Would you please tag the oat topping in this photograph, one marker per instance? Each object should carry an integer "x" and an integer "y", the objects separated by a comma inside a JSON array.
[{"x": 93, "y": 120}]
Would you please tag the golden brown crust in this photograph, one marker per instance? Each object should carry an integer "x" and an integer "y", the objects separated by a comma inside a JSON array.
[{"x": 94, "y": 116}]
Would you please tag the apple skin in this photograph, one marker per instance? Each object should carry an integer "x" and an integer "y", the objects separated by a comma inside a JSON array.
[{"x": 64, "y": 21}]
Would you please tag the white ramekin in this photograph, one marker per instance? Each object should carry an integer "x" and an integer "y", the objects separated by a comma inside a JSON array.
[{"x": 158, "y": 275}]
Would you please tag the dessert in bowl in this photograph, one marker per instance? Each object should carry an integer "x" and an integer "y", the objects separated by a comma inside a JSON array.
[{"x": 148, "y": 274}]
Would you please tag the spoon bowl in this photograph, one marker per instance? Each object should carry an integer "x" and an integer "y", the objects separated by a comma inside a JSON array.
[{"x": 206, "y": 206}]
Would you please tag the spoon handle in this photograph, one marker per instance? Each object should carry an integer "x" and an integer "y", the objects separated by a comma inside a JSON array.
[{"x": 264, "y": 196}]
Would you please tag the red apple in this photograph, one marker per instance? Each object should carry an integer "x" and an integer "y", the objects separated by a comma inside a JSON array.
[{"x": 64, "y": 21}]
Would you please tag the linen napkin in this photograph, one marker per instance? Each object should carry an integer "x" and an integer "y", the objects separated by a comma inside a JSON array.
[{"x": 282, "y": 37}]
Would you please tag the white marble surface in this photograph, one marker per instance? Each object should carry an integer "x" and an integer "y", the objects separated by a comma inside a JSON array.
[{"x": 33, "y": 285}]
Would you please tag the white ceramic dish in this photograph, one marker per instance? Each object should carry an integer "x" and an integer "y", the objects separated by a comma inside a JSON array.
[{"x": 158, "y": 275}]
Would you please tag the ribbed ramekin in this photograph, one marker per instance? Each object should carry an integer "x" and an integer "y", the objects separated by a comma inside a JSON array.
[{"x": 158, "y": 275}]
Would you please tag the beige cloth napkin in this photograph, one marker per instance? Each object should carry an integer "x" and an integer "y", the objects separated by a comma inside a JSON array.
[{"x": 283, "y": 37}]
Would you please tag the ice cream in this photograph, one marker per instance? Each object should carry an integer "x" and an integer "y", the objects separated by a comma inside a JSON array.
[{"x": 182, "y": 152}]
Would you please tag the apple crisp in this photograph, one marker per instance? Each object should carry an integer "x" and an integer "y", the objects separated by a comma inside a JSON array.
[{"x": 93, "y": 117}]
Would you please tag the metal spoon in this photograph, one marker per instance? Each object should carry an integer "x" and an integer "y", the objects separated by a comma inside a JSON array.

EXERCISE DESCRIPTION: Rewrite every line of the listing above as a JSON array of strings, one string per line, with blank lines left out.

EXPECTED OUTPUT:
[
  "Would you please tag the oat topping in this photograph, one marker per instance? Each object should carry an integer \"x\" and an integer \"y\", the objects separated by a comma inside a JSON array.",
  "[{\"x\": 93, \"y\": 120}]",
  "Would you please tag the golden brown crust in this photograph, one marker per instance? Each object should carry an integer \"x\" and an integer \"y\", the objects separated by a comma inside a JSON array.",
  "[{\"x\": 94, \"y\": 116}]",
  "Would you please tag the apple skin in this photograph, one marker per instance? Each object should carry an integer \"x\" and an integer \"y\", the objects separated by a comma inside a JSON array.",
  "[{\"x\": 64, \"y\": 21}]",
  "Would you please tag the white ramekin in this photograph, one marker per instance? Each object should carry an integer \"x\" and an integer \"y\", the objects separated by a comma inside a JSON array.",
  "[{\"x\": 158, \"y\": 275}]",
  "Would you please tag the dessert in bowl in this photograph, one marker per instance? Each object should carry an integer \"x\" and an integer \"y\", the objects separated by a comma inside a JSON array.",
  "[{\"x\": 148, \"y\": 274}]",
  "Would you please tag the spoon bowl in this photograph, one marker per instance? Each object should carry an integer \"x\" and an integer \"y\", the objects separated by a comma inside a JSON array.",
  "[{\"x\": 206, \"y\": 206}]",
  "Would you please tag the spoon handle in this photograph, one marker per instance? Each object should carry an integer \"x\" and an integer \"y\", the objects separated by a comma inside a JSON array.",
  "[{\"x\": 264, \"y\": 196}]",
  "Would you please tag the red apple in this photograph, one marker per instance? Each object should carry an integer \"x\" and an integer \"y\", the objects separated by a comma inside a JSON array.",
  "[{\"x\": 64, \"y\": 21}]",
  "Would you please tag the linen napkin in this photograph, one marker per instance? Each object should carry an integer \"x\" and an integer \"y\", the objects separated by a comma inside a JSON array.",
  "[{\"x\": 282, \"y\": 37}]",
  "Would you please tag the white marble surface in this photograph, one marker per instance? Each object should carry an integer \"x\" and an integer \"y\", the objects separated by a comma inside a JSON array.",
  "[{\"x\": 33, \"y\": 285}]",
  "Would you please tag the white ceramic dish in this photograph, one marker per instance? Each object should carry an integer \"x\" and an integer \"y\", the objects separated by a comma inside a JSON array.",
  "[{\"x\": 158, \"y\": 275}]",
  "Would you please tag the ribbed ramekin in this photograph, one marker per instance? Each object should carry an integer \"x\" and an integer \"y\", the objects separated by a comma inside a JSON array.",
  "[{\"x\": 158, \"y\": 275}]",
  "Would you please tag the beige cloth napkin in this photograph, one marker per instance? Each object should carry an integer \"x\" and an integer \"y\", the objects separated by a comma inside a JSON array.",
  "[{\"x\": 283, \"y\": 37}]",
  "Would you please tag the ice cream in this photograph, one marker per instance? Each object should carry an integer \"x\" and an integer \"y\", the objects separated by a comma inside a JSON array.",
  "[{\"x\": 182, \"y\": 152}]",
  "Would you please tag the apple crisp in this photograph, one marker per instance? Each object should carry an integer \"x\" and an integer \"y\", the objects separated by a comma inside a JSON array.",
  "[{\"x\": 93, \"y\": 117}]",
  "Would you please tag the metal spoon in this photograph, one marker per instance? Each object should carry an integer \"x\" and an integer \"y\", the objects separated by a comma inside a JSON array."
]